--- start of PROVIDED DATA ---
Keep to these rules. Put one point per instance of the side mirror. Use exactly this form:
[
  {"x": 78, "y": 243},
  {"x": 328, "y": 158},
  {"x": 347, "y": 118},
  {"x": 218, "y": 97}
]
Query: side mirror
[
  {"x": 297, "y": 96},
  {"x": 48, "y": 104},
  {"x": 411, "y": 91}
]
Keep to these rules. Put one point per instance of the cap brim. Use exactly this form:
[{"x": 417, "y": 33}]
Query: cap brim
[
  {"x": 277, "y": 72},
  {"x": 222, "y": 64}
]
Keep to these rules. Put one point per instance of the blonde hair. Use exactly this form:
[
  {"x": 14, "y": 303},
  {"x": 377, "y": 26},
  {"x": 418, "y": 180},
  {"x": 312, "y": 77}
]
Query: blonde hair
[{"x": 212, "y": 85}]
--- end of PROVIDED DATA ---
--- start of PROVIDED DATA ---
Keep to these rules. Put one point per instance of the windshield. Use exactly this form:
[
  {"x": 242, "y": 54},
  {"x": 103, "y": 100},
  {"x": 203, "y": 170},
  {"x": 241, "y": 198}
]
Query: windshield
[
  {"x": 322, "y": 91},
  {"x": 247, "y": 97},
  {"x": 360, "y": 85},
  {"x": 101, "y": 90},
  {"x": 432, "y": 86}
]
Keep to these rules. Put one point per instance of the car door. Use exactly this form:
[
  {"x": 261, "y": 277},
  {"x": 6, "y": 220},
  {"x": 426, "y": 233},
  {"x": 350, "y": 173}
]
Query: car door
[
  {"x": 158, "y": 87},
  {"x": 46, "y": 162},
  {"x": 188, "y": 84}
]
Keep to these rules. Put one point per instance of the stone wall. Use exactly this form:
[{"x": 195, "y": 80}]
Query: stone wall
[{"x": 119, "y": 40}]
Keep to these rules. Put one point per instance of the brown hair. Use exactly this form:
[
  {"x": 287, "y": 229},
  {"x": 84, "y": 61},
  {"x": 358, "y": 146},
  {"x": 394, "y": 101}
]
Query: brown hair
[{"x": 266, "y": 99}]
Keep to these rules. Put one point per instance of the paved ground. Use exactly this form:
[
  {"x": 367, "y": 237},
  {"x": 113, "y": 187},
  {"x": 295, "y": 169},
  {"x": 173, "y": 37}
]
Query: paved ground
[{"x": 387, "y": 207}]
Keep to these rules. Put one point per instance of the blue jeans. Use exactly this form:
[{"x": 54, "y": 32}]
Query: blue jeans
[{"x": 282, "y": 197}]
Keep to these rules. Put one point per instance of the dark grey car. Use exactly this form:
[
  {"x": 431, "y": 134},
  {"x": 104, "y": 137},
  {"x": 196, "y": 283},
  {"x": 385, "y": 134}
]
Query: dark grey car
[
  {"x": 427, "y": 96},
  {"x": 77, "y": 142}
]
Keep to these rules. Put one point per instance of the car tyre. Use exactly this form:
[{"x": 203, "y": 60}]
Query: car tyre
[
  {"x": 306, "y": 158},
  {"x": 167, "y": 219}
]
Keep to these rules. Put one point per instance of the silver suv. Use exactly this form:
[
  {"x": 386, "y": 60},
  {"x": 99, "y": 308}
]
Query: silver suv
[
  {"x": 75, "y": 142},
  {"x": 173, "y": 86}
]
--- end of PROVIDED DATA ---
--- start of PROVIDED DATA ---
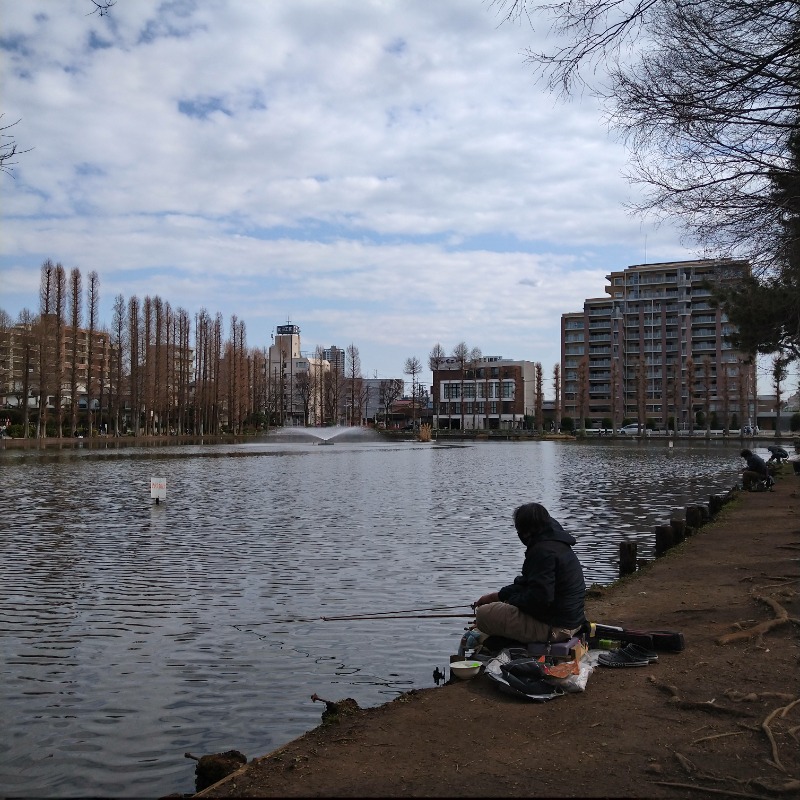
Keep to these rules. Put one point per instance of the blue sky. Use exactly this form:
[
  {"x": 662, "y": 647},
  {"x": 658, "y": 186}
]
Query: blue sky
--- end of PROVIDED DATA ---
EXERCISE BRIEF: Present the lines from the one containing "the blue sky." through the one containing "Query: blue sky" as a Markdown table with the columns No. and Line, skipping any blank lines.

ANSWER FOR THIS EXERCISE:
| No. | Line |
|---|---|
| 1 | Keep to these rules. Put one point per instance of the blue sky. Use exactly this form: |
| 2 | [ |
| 3 |   {"x": 662, "y": 647}, |
| 4 |   {"x": 658, "y": 186} |
| 5 | ] |
| 6 | Query: blue sky |